WHAT THIS EXERCISE ASKS
- 1) In the post about a lost friendship, what was the friend's reason for being in the emergency room?
- 2) For each statement, say whether it agrees with the post about a lost friendship, answering yes or no and quoting the deciding words: (a) The two met in person over the long holiday. (b) The friend's wardrobe consists only of black clothes. (c) The blow up between them happened in June of 2015.
- 3) Reproduce the passage from the post about a lost friendship starting at "I thought the" and ending at "me on alert.".

A friendship drain…

I lost a friendship almost two years ago and I mourned that relationship. Over this summer the universe brought us together on the exact same day to the emergency room for two completely seperate  reasons. Mine was for the start of a lifestyle change, hers was for emergency surgery to save her life.

I thought the universe thrust us together to reconnect, to start anew. But, now I think it was for another reason. We tried over the long holiday to reach a date we could both meet, in person, for the first time since our blow up in the June of 2015.

We didn’t agree on a date, both being very busy women. In that time she replied to a comment on social media that made me wonder about her continued underlying assumptions and judgements about my life and choices. It put me on alert. 

Then, a thought came to me, an impression of her reality. Even with her fortunate surgery that saved her life. That still, quiet voice that has spoken clearly, like twinkling lights in the darkness, in my life revealed a truth to me. 

“She is in a shroud of darkness. Why do you think she clothes herself in black?”

That simple, and true. Her wardrobe consists of only black clothes, as if she is in perpetual mourning. During our active friendship, I often left our conversations drained and judged. I began to hide things from her and only focus on certain topics of conversation. 

But, that’s not a friendship. Friendships should invigorate, and not drain. Maybe the universe thrust us together to give me the opportunity to walk away and finally say goodbye to a friendship that was more drain than joy.

ENTRIES PROVIDED

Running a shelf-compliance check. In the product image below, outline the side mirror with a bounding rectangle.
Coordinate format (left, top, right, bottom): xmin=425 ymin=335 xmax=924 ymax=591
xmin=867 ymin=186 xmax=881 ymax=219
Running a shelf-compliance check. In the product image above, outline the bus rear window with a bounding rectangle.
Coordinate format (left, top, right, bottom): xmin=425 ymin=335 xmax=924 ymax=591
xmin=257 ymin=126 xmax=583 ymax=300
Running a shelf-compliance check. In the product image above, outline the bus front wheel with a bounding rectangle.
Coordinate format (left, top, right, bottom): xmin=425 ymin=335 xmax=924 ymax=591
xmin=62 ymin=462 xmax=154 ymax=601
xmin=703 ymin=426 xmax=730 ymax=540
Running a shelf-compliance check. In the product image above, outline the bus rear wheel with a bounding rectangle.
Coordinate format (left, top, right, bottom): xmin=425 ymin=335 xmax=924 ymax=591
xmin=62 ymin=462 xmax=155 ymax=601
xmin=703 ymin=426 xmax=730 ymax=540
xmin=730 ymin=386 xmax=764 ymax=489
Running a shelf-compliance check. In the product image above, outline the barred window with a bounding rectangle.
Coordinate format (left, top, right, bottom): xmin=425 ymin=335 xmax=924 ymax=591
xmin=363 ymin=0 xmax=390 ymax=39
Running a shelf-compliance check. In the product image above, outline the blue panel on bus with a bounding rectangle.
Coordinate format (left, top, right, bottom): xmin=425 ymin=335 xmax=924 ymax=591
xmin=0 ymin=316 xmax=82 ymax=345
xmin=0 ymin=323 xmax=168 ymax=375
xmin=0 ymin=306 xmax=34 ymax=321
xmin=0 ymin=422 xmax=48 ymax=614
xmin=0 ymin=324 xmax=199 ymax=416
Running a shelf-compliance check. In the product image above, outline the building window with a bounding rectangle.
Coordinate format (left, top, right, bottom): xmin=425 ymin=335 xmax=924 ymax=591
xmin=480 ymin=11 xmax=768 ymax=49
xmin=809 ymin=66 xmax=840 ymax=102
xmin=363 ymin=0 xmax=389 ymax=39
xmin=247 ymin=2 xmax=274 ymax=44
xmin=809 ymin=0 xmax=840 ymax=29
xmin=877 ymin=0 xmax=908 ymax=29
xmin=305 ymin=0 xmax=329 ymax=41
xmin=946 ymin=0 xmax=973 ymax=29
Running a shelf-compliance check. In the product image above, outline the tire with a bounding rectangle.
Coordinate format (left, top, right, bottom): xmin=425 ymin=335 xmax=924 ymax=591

EXERCISE RESULTS
- 1) She was there for emergency surgery to save her life.

- 2)
(a) No: "We didn’t agree on a date, both being very busy women."
(b) Yes: "Her wardrobe consists of only black clothes"
(c) Yes: "since our blow up in the June of 2015"

- 3)
I thought the universe thrust us together to reconnect, to start anew. But, now I think it was for another reason. We tried over the long holiday to reach a date we could both meet, in person, for the first time since our blow up in the June of 2015.

We didn’t agree on a date, both being very busy women. In that time she replied to a comment on social media that made me wonder about her continued underlying assumptions and judgements about my life and choices. It put me on alert.